--- START ---

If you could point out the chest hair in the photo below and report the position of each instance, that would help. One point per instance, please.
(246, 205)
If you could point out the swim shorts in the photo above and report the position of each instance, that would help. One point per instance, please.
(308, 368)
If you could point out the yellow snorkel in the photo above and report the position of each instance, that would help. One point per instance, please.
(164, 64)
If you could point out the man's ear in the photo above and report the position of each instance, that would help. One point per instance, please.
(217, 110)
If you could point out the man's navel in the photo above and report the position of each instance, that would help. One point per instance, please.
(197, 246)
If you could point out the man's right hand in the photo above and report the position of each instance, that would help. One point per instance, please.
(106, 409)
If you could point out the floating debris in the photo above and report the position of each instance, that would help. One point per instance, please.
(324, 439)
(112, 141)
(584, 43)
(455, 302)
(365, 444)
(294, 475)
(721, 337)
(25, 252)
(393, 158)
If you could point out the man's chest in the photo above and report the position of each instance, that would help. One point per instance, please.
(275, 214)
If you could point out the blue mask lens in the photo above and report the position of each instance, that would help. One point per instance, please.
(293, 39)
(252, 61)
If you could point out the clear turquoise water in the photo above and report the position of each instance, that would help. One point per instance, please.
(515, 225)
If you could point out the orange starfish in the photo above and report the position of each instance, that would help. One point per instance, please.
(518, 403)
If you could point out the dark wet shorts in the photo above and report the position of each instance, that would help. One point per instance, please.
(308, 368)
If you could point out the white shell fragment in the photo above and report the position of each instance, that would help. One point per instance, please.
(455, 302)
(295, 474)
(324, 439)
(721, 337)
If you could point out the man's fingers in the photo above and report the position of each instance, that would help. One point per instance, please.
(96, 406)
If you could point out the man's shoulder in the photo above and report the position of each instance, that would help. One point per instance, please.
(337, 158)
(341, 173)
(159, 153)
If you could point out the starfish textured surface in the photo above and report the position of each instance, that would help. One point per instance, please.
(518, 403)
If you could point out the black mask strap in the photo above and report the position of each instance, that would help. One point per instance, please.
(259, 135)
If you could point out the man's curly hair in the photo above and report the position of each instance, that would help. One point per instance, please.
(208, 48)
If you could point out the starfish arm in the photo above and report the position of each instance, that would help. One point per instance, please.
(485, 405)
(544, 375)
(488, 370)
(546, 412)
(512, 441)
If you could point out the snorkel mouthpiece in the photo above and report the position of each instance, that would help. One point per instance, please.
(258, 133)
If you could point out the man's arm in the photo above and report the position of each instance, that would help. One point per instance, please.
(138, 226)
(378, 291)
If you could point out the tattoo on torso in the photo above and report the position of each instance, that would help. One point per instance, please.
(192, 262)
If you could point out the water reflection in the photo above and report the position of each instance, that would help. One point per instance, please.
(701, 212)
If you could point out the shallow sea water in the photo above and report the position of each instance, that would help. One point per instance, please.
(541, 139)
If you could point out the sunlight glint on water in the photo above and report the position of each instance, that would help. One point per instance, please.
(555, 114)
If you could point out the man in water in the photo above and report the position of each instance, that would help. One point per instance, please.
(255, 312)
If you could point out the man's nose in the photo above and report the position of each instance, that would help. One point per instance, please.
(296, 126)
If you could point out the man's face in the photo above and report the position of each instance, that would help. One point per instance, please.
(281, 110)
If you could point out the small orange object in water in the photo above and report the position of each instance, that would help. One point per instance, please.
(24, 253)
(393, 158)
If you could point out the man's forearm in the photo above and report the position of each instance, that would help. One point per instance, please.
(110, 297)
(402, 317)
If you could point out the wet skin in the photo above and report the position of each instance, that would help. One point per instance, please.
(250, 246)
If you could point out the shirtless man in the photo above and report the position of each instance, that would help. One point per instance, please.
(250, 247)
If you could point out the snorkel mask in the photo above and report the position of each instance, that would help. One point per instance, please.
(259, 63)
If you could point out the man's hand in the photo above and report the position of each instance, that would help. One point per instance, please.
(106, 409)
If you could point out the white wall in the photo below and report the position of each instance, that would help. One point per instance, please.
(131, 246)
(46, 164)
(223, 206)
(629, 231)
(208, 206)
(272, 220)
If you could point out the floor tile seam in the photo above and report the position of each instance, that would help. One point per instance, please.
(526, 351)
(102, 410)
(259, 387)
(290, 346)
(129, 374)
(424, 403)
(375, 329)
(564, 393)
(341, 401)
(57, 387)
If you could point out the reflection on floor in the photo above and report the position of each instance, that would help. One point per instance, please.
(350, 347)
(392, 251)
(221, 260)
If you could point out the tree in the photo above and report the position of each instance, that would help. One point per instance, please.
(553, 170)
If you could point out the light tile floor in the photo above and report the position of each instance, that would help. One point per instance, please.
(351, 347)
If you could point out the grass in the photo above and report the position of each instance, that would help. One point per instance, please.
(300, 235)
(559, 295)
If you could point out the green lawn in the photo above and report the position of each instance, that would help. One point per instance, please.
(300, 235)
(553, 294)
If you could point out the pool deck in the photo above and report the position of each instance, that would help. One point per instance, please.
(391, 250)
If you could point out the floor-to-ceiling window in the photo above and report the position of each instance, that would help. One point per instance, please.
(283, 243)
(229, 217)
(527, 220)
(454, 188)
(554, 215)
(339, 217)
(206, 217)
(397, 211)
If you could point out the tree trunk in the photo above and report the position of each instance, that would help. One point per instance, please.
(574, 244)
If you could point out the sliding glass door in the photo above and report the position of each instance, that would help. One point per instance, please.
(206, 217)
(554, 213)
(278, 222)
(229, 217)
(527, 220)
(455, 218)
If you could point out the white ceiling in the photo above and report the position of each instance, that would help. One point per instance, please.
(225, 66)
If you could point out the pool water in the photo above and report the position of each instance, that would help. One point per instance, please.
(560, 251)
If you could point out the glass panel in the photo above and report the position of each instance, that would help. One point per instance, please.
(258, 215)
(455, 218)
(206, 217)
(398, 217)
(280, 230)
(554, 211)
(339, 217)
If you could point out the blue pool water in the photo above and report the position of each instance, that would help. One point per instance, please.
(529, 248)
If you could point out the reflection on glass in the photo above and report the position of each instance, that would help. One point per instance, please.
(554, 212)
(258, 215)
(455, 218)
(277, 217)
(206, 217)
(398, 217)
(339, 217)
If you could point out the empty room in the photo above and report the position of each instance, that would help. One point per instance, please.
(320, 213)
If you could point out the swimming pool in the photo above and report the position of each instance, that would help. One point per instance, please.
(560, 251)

--- END ---

§ **Assignment**: The answer must consist of all the entries, copied exactly.

§ **Answer for this exercise**:
If you could point out the chest hair in the photo below and report the position of each instance, that would help. One point per instance, please.
(246, 205)
If you could point out the swim shorts in the photo above and report the position of each instance, that would help. One point per instance, please.
(308, 368)
If you could point out the yellow snorkel in the photo above and report the position of each instance, that would help. One point per instance, please.
(164, 64)
If you could point out the man's ear in the photo above and report the position of each instance, that would help. One point per instance, please.
(217, 110)
If you could point out the man's navel in the photo above and report the position of each instance, that would help. One point per instance, please.
(197, 246)
If you could point out the man's right hand in the photo above and report the position of each instance, that would help. One point per instance, please.
(106, 409)
If you could point out the floating debris in the photo above and report the position of each instance, that would help. One point per instance, please.
(324, 439)
(112, 141)
(584, 43)
(455, 302)
(365, 444)
(294, 475)
(721, 337)
(25, 252)
(393, 158)
If you could point out the man's chest in the photo above and report the position of each instance, that would help. One point per instance, please.
(275, 214)
If you could point out the blue mask lens in the photo above and report the position of each instance, that would help. One point per instance, please.
(293, 39)
(252, 61)
If you could point out the clear turquoise water in the photo above and report the position of each instance, that would help. One point per instance, please.
(515, 225)
If you could point out the orange starfish in the photo above and report the position of each instance, that would help. One point per instance, please.
(518, 403)
If you could point out the dark wet shorts in the photo above and report the position of each instance, that would help. One point per instance, please.
(308, 368)
If you could point out the white shell fragment in the photo above and report the position of each instance, that would help. One point per instance, please.
(455, 302)
(295, 474)
(324, 439)
(721, 337)
If you could point out the man's fingers in the photo above and report the position of each instance, that would help. One point per instance, please.
(96, 406)
If you could point out the man's shoulder in the photo above and report the position of each instance, that would help. One point per instance, please.
(337, 158)
(341, 173)
(159, 153)
If you could point out the starfish textured surface in the photo above and report the position of each instance, that would help. One point per instance, please.
(518, 403)
If you could point out the black mask strap in the photo above and report the position of each instance, that would help. One point per instance, please.
(259, 135)
If you could point out the man's curly hair in the photo above and report the position of each instance, that would help. One point per instance, please.
(208, 48)
If you could point out the starfish arm in the photo above and report the position of each instance, that would help. One point per instance, please.
(485, 405)
(544, 375)
(488, 370)
(546, 412)
(512, 441)
If you could point out the snorkel mouthpiece in the photo above and report the position of each instance, that would help. One point per instance, please.
(258, 133)
If you could point out the man's arm in the photo above and report the position of each instance, that would help. One point per instance, please.
(138, 226)
(378, 291)
If you could point out the tattoo on torso in the photo above and report the position of each instance, that would help. One point per instance, please.
(192, 262)
If you could point out the water reflection in the photo above and report the position of each instance, that would help. One point per instance, please.
(701, 212)
If you could point out the shallow sea water in the photo above and report the position of each instance, that would help. One point per instance, please.
(541, 139)
If you could point out the sunlight glint on water in the photo above and report the position of each instance, that would help. One point per instance, please.
(555, 114)
If you could point out the man in water in the photo above and report the position of each instance, that would help. One point per instance, please.
(255, 312)
If you could point out the man's nose in the photo above and report the position of each instance, that would help. One point per instance, please.
(296, 126)
If you could point out the man's face in the photo above and report the position of each instance, that would help. One point per instance, please.
(281, 110)
If you could point out the small orange object in water in the photo above and report the position of each instance, that would help. One point per instance, please.
(24, 253)
(393, 158)
If you could point out the man's forearm in the photo above and report the position of each instance, that would help. One point per instance, please.
(110, 297)
(402, 317)
If you could point out the wet skin in the photo above and report the position of each instance, that would help. One point per instance, please.
(250, 246)
If you could point out the shirtless man in the photo above and report the position of each instance, that would help. One point per instance, please.
(250, 247)
If you could point out the snorkel mask in the photo above and report the position of each instance, that would help. One point per instance, please.
(259, 63)
If you could point out the man's hand in the photo above and report the position of each instance, that would help. One point per instance, please.
(106, 409)
If you could point out the white wall in the photo below and report the position of each instance, that would help. One point per instance, please.
(131, 246)
(46, 164)
(223, 206)
(629, 231)
(208, 206)
(272, 220)
If you could point out the floor tile seam in the photo above and report the position of each instance, that would help. One point per instance, please.
(526, 351)
(102, 410)
(259, 387)
(290, 346)
(129, 374)
(424, 403)
(375, 329)
(564, 393)
(341, 401)
(57, 387)
If you could point out the reflection on floor in the photo above and report the position of each instance, that would help. One point per instance, please.
(350, 347)
(392, 251)
(221, 260)
If you could point out the tree in the photo above and report the position of each instance, that would help. One point per instance, please.
(553, 170)
If you could point out the light tile floor in the photo above and report the position of each instance, that would help. One point per instance, please.
(351, 347)
If you could point out the grass in the photo above and report the position of each instance, that would help. One point per instance, please.
(300, 235)
(559, 295)
If you could point out the green lawn in the photo above and report the position of each instance, that would help. One point per instance, please.
(300, 235)
(553, 294)
If you could point out the pool deck in the photo above and report the position of each instance, that would help. One point per instance, please.
(391, 250)
If you could point out the floor-to-ceiling window in the photo above and report the position of each instance, that would help. One point per instance, please.
(283, 243)
(229, 217)
(527, 220)
(454, 188)
(554, 215)
(339, 217)
(206, 217)
(397, 211)
If you could point out the tree trunk in the photo above and report the position of each instance, that would help. One point per instance, please.
(574, 244)
If you could point out the sliding glass door in the photo above and report the position of each instance, that would help. One point per instance, please.
(206, 217)
(554, 213)
(278, 222)
(229, 217)
(527, 220)
(455, 218)
If you could point out the white ceiling in the photo above and report the position of each instance, that would help. One point per instance, please.
(225, 66)
If you could point out the pool water in the photo above and report the position of each instance, that would help. One point per instance, please.
(560, 251)
If you could point out the glass panel in the photo above and report the position of each instance, that would help. One point per instance, please.
(258, 215)
(455, 218)
(206, 217)
(398, 217)
(280, 230)
(554, 211)
(339, 217)
If you could point out the blue pool water in the photo above and report the position of each instance, that would help. One point per instance, please.
(529, 248)
If you could point out the reflection on glass in the photo above and report the position of each instance, that would help. One point per instance, please.
(554, 212)
(258, 215)
(455, 218)
(277, 217)
(206, 217)
(398, 217)
(339, 217)
If you could point out the empty room in the photo above and report the position of each instance, that would help. One point per instance, please.
(320, 213)
If you could point out the swimming pool in the photo above and report the position of each instance, that would help. One point per instance, please.
(560, 251)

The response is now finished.